Begin
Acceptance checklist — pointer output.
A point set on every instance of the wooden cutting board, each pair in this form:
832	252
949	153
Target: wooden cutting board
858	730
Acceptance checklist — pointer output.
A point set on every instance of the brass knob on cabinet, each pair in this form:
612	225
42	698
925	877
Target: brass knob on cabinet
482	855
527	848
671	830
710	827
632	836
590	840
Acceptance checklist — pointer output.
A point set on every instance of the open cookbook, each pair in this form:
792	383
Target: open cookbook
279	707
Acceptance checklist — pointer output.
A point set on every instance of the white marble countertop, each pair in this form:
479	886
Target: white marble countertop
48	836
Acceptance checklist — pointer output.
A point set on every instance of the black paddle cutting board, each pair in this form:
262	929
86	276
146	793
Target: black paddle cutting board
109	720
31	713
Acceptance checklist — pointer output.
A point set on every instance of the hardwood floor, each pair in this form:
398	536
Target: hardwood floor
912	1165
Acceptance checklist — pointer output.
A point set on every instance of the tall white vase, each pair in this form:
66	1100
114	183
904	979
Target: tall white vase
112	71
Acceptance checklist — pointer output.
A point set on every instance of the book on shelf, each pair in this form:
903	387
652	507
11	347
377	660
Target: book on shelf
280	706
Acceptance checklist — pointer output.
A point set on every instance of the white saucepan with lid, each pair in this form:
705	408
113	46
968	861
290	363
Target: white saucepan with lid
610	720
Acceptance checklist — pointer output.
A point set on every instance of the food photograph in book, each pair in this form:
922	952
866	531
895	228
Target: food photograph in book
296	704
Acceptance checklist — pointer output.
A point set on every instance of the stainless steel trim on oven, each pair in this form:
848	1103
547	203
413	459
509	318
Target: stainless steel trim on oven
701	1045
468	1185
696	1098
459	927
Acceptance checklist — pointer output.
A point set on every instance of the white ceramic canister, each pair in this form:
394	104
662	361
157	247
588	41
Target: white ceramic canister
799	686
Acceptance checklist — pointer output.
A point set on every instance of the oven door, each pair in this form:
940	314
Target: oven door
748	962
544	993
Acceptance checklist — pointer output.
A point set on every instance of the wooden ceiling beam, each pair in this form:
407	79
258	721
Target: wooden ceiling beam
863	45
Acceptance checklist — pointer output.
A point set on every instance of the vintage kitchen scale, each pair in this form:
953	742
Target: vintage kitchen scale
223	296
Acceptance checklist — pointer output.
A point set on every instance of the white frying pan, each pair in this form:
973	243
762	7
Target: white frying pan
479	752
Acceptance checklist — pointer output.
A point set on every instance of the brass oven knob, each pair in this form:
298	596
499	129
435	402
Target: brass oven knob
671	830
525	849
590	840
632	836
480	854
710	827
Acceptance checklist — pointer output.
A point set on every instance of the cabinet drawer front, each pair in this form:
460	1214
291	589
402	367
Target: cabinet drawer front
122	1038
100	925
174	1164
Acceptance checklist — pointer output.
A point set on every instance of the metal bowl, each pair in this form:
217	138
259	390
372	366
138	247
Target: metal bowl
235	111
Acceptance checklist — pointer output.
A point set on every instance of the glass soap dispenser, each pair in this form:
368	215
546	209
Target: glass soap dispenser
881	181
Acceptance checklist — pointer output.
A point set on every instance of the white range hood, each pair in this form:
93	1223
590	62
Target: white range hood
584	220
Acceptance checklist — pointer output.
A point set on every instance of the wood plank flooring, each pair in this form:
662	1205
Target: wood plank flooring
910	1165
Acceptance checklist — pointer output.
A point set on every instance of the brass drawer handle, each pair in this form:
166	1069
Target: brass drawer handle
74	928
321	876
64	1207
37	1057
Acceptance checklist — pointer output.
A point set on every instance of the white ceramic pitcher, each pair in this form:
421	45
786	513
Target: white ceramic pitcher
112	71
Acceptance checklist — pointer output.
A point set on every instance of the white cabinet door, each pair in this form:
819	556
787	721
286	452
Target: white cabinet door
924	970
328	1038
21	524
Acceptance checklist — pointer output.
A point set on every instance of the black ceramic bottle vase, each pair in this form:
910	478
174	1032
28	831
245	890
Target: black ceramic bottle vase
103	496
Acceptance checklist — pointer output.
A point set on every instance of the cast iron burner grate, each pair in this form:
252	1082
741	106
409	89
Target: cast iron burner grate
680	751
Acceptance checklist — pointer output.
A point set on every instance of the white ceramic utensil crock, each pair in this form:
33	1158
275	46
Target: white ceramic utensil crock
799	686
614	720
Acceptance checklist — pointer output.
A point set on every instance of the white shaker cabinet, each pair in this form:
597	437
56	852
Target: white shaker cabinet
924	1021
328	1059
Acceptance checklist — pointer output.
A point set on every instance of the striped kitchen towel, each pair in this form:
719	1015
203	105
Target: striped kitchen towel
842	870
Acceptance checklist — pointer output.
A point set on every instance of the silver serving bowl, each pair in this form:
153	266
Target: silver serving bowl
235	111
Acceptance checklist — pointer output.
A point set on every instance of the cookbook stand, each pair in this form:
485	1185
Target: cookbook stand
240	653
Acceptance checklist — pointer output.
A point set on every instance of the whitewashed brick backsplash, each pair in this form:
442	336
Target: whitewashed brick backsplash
End
Write out all of the records above exactly as they appear.

Acceptance checklist — pointer output.
A point set on every instance of the wooden cutting board, each pair in this form:
832	252
949	153
Target: wooden cutting board
858	730
Acceptance checklist — pointer output.
A point set on every instance of the brass knob on cabinet, each pair in this form:
612	225
42	698
925	877
Target: brass knob on cabinet
482	855
527	848
671	830
710	827
632	836
590	840
Acceptance checklist — pointer output.
A point set on every instance of the open cookbook, each pair in this form:
792	383
Target: open cookbook
279	707
Acceptance checklist — pointer output.
A point set on every instance of the white marble countertop, each pair in this form:
479	886
Target: white marble countertop
48	836
Acceptance checklist — pointer output.
A point set on every instance of the black paddle cutting board, each pair in this form:
262	929
86	276
146	793
Target: black paddle cutting board
109	720
31	713
Acceptance checklist — pointer output.
A point set on every instance of the hardwood floor, each pair in this form:
398	536
Target: hardwood floor
912	1165
Acceptance checklist — pointer output.
A point set on every instance of the tall white vase, each pair in this form:
66	1100
114	183
904	979
Target: tall white vase
112	71
Acceptance checklist — pointer output.
A point set on every instance of the book on shelf, each pair in this form:
903	387
652	507
11	347
377	660
Target: book on shelf
280	706
Acceptance checklist — pointer output.
A point set on every instance of the white saucepan with lid, each pair in this form:
705	408
113	46
968	861
290	363
Target: white saucepan with lid
610	720
Acceptance checklist — pointer output.
A point set on every instance of the food photograph in book, each pair in this form:
922	952
866	531
895	228
Target: food photograph in book
296	704
Acceptance checklist — pointer output.
A point set on every instance of the stainless steel trim on oven, each pair in this form:
848	1103
547	203
413	459
509	318
Target: stainless steel trim on oven
701	1045
468	1185
696	1098
459	927
Acceptance checklist — pointer output.
A point set on every instance of the white ceramic canister, each pair in this form:
394	104
662	361
157	247
588	41
Target: white ceramic canister
799	686
Acceptance checklist — pointer output.
A point set on every instance of the oven door, each pair in this form:
940	314
Target: oven door
748	962
544	993
Acceptance checklist — pointer output.
A point set on every instance of the wooden ceiling beam, each pair in this form:
407	79
258	721
Target: wooden ceiling beam
863	45
Acceptance checklist — pointer output.
A point set on every instance of the vintage kitchen scale, each pair in this form:
953	742
Target: vintage kitchen scale
223	296
Acceptance checklist — pointer output.
A point set on every instance of the white frying pan, each pair in this form:
973	243
762	7
Target: white frying pan
479	752
Acceptance checklist — pointer output.
A point set on every instance of the brass oven knob, each pair in this form:
298	596
499	129
435	402
Target: brass oven knob
671	830
525	849
590	840
632	836
480	854
710	827
Acceptance checklist — pointer output.
A point set on every instance of the cabinet drawer front, each pair in this form:
460	1214
291	589
402	367
Target: cabinet drawer front
122	1038
100	925
174	1164
Acceptance checklist — pointer output.
A point set on every instance of the metal bowl, each pair in this form:
217	138
259	390
372	366
138	247
Target: metal bowl
235	111
Acceptance checklist — pointer output.
A point set on every instance of the glass soap dispenser, each pair in this form:
368	215
546	209
Target: glass soap dispenser
881	181
Acceptance checklist — pointer output.
A point set on every instance of the white range hood, each pair in this form:
93	1223
590	62
Target: white range hood
584	220
Acceptance checklist — pointer output.
A point set on every instance of the wood plank flooring, each pair in this form:
662	1205
Target: wood plank flooring
910	1165
Acceptance checklist — pointer output.
A point set on every instance of the brass drawer handle, each pair in this form:
166	1069
Target: brass drawer handle
74	928
321	876
64	1207
37	1057
Acceptance checklist — pointer output.
A point set on every instance of the white ceramic pitcher, each pair in this form:
421	45
786	513
Target: white ceramic pitcher
112	71
Acceptance checklist — pointer output.
A point set on every instance of the white cabinet door, each pair in this form:
819	556
787	721
286	452
Target: white cabinet door
924	970
328	1038
21	524
Acceptance checklist — pointer output.
A point set on every instance of the black ceramic bottle vase, each pair in this form:
910	478
174	1032
28	831
245	890
Target: black ceramic bottle vase
103	496
Acceptance checklist — pointer output.
A point set on every instance of the cast iron burner grate, each pair in this form:
252	1082
741	106
409	89
Target: cast iron burner grate
680	751
Acceptance checklist — pointer output.
A point set on every instance of the white ceramic utensil crock, each pair in this form:
33	1158
275	46
Target: white ceramic utensil crock
799	686
614	720
Acceptance checklist — pointer output.
A point set on every instance of the white shaker cabinet, each pair in this form:
597	437
56	852
Target: white shaker cabinet
924	1021
328	1059
Acceptance checklist — pointer output.
A point set on every instance of the striped kitchen towel, each pair in this form:
719	1015
203	105
Target: striped kitchen towel
842	870
Acceptance checklist — pointer output.
A point set on every instance of the silver serving bowl, each pair in this form:
153	266
Target: silver serving bowl
235	111
Acceptance checklist — pointer output.
A point set on every instance of the cookbook stand, each pair in this form:
485	1185
Target: cookbook stand
240	653
Acceptance checklist — pointer output.
A point set on every instance of the whitewashed brick backsplash, each pair in this form:
442	336
Target: whitewashed brick backsplash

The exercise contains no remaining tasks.